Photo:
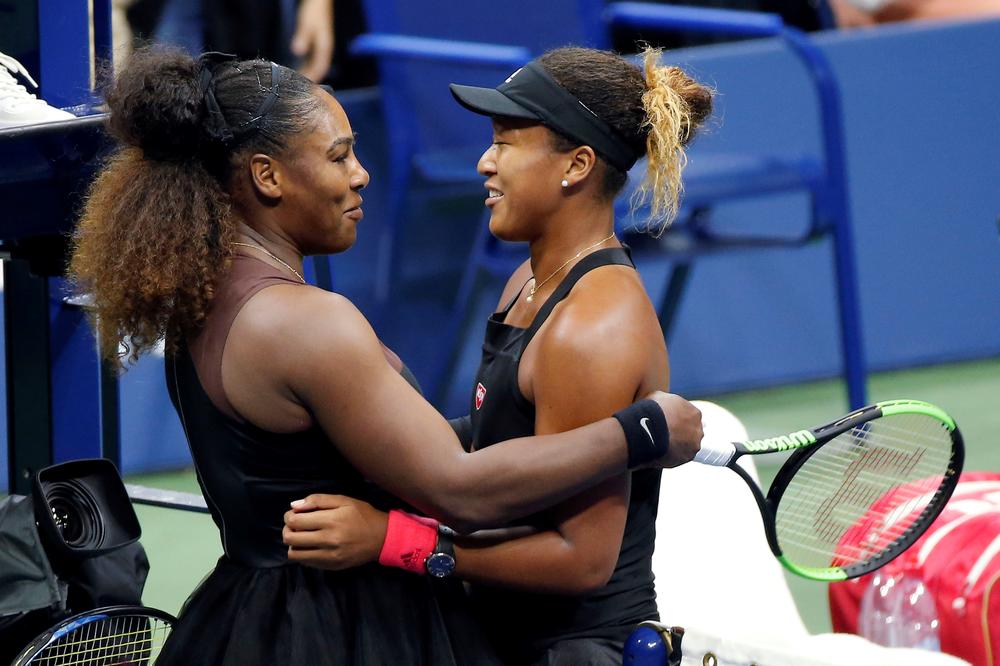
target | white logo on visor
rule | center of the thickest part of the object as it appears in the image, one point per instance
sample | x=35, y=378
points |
x=513, y=75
---*---
Stated problem
Rewrite all of the data above as a numbered list with one entry per line. Drop any blank lines and leave the pictures out.

The result
1. Photo:
2. target | white logo on visor
3. rule | center of the thickest part of the object as it appears in the image, one point per instance
4. sample | x=35, y=378
5. points |
6. x=513, y=75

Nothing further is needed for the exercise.